- _OBJECTIVE A_:
Answer these questions using the "Maximum Overdrive" article.
(i) Which label released the single?
(ii) Which 2 Unlimited single came after "Maximum Overdrive" in the singles chronology?
(iii) Who directed the song's music video?
- _OBJECTIVE B_:
Write the next part of the "Maximum Overdrive" article, picking up after its final sentence.

Begin SOURCE EXTRACT

- Artwork for continental European and Australian releases

Single by 2 Unlimited

from the album No Limits!
- Released: 8 November 1993
- Genre: Eurodance; techno-pop";
- Length: 3:58; 3:43 (single remix);
- Label: Byte
- Songwriters: Phil Wilde; Filip Martens; Ray Slijngaard; Anita Dels;
- Producers: Phil Wilde; Jean-Paul De Coster;

2 Unlimited singles chronology
| "Faces" (1993) | "Maximum Overdrive" (1993) | "Let the Beat Control Your Body" (1994) |

Music video
- "Maximum Overdrive" on YouTube

= Maximum Overdrive (song) =

1993 single by 2 Unlimited

"Maximum Overdrive" is a song by Belgian-Dutch Eurodance band 2 Unlimited, released in November 1993 as the fourth single from their second album, No Limits! (1993). The song was written by band members Ray Slijngaard and Anita Dels with Phil Wilde and Filip Martens, while Wilde produced it with Jean-Paul De Coster. The UK release was the first UK single to maintain all the rap lyrics from Ray used in the European release. "Maximum Overdrive" reached number 15 on the UK Singles Chart, and was also a number-one hit in Finland and on the European Dance Radio Chart. Its accompanying music video was directed by David Betteridge and filmed in London.

End SOURCE EXTRACT
Begin ENTRIES SHOWN

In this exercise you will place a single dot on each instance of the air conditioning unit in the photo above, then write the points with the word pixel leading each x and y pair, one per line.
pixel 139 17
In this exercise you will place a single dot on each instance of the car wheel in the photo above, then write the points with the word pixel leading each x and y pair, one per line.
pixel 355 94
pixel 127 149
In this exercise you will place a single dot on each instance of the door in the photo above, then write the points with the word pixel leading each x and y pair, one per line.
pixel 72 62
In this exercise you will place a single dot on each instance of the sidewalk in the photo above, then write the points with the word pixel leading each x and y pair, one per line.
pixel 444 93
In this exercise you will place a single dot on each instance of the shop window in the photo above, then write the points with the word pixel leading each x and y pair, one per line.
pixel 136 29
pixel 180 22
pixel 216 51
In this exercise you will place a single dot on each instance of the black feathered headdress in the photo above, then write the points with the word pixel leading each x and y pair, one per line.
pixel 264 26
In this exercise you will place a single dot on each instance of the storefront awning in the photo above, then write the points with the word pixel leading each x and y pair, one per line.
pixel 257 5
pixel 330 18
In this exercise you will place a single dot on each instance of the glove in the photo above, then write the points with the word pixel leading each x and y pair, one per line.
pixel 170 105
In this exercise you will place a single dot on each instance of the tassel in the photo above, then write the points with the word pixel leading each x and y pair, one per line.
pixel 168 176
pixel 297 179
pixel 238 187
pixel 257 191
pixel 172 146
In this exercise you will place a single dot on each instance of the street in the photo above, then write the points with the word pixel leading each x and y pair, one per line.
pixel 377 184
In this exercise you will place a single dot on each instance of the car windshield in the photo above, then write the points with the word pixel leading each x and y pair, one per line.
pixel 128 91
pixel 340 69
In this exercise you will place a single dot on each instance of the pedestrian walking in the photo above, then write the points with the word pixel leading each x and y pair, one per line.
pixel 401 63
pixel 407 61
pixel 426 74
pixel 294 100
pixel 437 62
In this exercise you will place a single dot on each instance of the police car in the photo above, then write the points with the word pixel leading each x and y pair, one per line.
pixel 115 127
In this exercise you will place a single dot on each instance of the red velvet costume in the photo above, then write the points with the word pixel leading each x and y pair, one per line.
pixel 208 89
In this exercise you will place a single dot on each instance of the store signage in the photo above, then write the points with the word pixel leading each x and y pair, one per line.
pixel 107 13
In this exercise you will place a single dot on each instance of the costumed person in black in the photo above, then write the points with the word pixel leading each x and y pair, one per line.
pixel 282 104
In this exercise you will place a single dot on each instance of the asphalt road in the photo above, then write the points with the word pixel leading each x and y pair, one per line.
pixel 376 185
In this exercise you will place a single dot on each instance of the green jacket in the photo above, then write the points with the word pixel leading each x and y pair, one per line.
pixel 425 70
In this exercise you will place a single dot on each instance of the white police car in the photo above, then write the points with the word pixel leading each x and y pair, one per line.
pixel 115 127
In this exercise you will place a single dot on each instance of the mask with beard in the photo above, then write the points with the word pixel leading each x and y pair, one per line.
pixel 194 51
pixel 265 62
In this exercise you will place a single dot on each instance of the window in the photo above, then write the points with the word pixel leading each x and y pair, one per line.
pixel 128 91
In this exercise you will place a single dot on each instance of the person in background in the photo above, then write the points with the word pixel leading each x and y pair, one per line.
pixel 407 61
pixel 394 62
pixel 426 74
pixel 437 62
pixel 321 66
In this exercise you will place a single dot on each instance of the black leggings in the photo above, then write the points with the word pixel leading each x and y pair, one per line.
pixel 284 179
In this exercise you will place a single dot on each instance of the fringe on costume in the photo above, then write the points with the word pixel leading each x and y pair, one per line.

End ENTRIES SHOWN

- _FINAL RESULT A_:
(i) Byte
(ii) "Let the Beat Control Your Body" (1994)
(iii) David Betteridge

- _FINAL RESULT B_:
==Critical reception==
In his weekly UK chart commentary, James Masterton stated, "In as much as it is possible to classify things like this, 2 Unlimited are the most successful dance act ever." In Pan-European magazine Music & Medias review of No Limits!, they viewed the song as a "potential single", "with a racing car breaking all speed limits." Alan Jones from Music Week commented, "He raps, she sings, the music ponds in typical pop/rave style...yes, the usual 2 Unlimited hallmarks are present and correct, though melodically this is perhaps the weakest single they've released yet. Even so, this will probably scrape into the Top 10." James Hamilton from the Record Mirror Dance Update described it as "typical rapped and chanted revving techno-pop" in his weekly dance column. Alex Kadis from Smash Hits gave the song a score of three out of five, writing that "it all hangs together in such a pleasant, catchy way that you're spirited to the record shop in a most unhesitant manner."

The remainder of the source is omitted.